— GIVEN RECORDS —
↓

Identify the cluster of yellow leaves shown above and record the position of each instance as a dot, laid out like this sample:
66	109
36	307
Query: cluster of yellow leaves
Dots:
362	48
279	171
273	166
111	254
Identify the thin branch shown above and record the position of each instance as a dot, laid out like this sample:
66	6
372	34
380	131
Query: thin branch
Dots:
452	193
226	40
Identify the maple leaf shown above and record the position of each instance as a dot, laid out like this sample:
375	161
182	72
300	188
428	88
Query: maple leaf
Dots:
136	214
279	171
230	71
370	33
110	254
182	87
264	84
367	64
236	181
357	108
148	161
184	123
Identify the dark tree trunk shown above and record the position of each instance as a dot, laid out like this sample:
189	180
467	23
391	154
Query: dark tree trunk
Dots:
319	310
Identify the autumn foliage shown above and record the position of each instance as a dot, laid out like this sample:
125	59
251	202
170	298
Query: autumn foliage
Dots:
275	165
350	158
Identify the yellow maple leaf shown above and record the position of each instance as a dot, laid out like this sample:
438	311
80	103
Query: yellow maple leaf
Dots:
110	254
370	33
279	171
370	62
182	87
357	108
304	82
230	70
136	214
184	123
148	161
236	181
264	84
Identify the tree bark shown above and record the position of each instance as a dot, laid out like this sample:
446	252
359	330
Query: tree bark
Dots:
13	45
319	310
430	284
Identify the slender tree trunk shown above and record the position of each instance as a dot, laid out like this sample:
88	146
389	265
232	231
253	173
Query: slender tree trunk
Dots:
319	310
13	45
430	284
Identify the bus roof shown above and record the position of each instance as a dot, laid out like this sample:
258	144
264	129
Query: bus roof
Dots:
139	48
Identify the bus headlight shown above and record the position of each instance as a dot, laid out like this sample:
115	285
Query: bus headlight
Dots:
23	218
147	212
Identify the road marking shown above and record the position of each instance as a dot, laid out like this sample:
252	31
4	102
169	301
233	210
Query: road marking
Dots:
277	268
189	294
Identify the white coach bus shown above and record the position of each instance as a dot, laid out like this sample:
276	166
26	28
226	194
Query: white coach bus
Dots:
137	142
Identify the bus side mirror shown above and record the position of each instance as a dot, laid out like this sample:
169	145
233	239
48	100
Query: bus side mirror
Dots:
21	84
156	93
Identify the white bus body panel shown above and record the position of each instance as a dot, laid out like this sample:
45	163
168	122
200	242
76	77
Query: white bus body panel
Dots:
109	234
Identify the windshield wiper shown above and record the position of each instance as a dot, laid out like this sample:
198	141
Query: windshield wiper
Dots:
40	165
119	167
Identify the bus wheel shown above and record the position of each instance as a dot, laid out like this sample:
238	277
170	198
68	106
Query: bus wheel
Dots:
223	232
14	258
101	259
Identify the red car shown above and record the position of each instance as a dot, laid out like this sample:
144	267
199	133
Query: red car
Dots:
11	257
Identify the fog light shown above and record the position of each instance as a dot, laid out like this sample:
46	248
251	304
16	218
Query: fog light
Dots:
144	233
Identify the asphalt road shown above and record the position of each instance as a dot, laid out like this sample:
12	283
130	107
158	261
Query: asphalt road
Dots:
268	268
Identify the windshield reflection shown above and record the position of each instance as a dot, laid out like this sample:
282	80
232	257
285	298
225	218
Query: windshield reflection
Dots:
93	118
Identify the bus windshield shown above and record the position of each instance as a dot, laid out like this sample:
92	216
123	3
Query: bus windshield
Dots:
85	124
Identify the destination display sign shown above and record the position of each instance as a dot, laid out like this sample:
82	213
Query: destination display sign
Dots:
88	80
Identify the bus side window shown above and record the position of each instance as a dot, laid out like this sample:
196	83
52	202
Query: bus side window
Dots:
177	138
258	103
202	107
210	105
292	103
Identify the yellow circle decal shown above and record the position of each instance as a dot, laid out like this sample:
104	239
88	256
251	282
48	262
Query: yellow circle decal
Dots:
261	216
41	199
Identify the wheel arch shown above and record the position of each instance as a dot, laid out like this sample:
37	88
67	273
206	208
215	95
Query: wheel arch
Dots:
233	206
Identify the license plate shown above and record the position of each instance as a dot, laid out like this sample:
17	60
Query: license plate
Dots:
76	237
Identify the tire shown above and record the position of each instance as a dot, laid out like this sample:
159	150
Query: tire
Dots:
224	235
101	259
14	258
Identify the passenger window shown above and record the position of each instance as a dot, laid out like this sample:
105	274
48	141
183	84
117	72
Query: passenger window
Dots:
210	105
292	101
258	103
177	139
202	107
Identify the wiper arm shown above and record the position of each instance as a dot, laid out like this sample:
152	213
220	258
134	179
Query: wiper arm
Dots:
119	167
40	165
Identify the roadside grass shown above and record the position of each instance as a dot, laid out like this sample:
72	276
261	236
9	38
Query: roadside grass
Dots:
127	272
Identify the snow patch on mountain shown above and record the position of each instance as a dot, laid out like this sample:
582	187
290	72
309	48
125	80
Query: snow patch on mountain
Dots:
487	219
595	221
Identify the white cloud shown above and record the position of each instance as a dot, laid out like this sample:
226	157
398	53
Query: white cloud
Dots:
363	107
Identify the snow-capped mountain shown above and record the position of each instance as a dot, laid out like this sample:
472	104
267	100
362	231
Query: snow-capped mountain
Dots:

↑

— WORK TO DO —
Set out every line from the one containing "Identify the passenger" through the end of the items as a Markdown table with the columns Row and Line, numbering each line in order and skipping blank lines.

— WRITTEN ANSWER —
| Row | Line |
|---|---|
| 1 | Identify the passenger window shown above and record the position of each instance as a dot, laid out like this sample: |
| 2 | 105	274 |
| 3 | 48	141 |
| 4 | 183	84 |
| 5 | 117	72 |
| 6 | Query: passenger window |
| 7 | Dots: |
| 8 | 210	105 |
| 9 | 292	101 |
| 10 | 258	103 |
| 11 | 177	139 |
| 12 | 202	107 |
| 13 | Identify the wiper arm shown above and record the position of each instance as a dot, laid out like this sample: |
| 14 | 152	213 |
| 15 | 220	258 |
| 16 | 134	179 |
| 17 | Query: wiper arm |
| 18 | Dots: |
| 19 | 119	167 |
| 20 | 40	165 |
| 21 | Identify the roadside grass shown above and record the position of each instance as a dot, laid out like this sample: |
| 22 | 72	276 |
| 23 | 261	236 |
| 24 | 9	38 |
| 25 | Query: roadside grass |
| 26 | Dots: |
| 27 | 127	272 |
| 28 | Identify the snow patch on mountain shown above and record the position of each instance as a dot, laid out like this sample: |
| 29 | 582	187 |
| 30 | 290	72 |
| 31 | 309	48 |
| 32 | 125	80 |
| 33 | Query: snow patch on mountain |
| 34 | Dots: |
| 35 | 487	219 |
| 36 | 595	221 |
| 37 | Identify the white cloud shown above and record the position of each instance as a dot, laid out like this sample: |
| 38 | 226	157 |
| 39 | 398	53 |
| 40 | Query: white cloud |
| 41 | Dots: |
| 42 | 363	107 |
| 43 | Identify the snow-capped mountain shown above and record the position of each instance as a dot, laid out like this sample: |
| 44 | 472	104 |
| 45 | 267	100 |
| 46 | 362	231 |
| 47 | Query: snow-capped mountain |
| 48 | Dots: |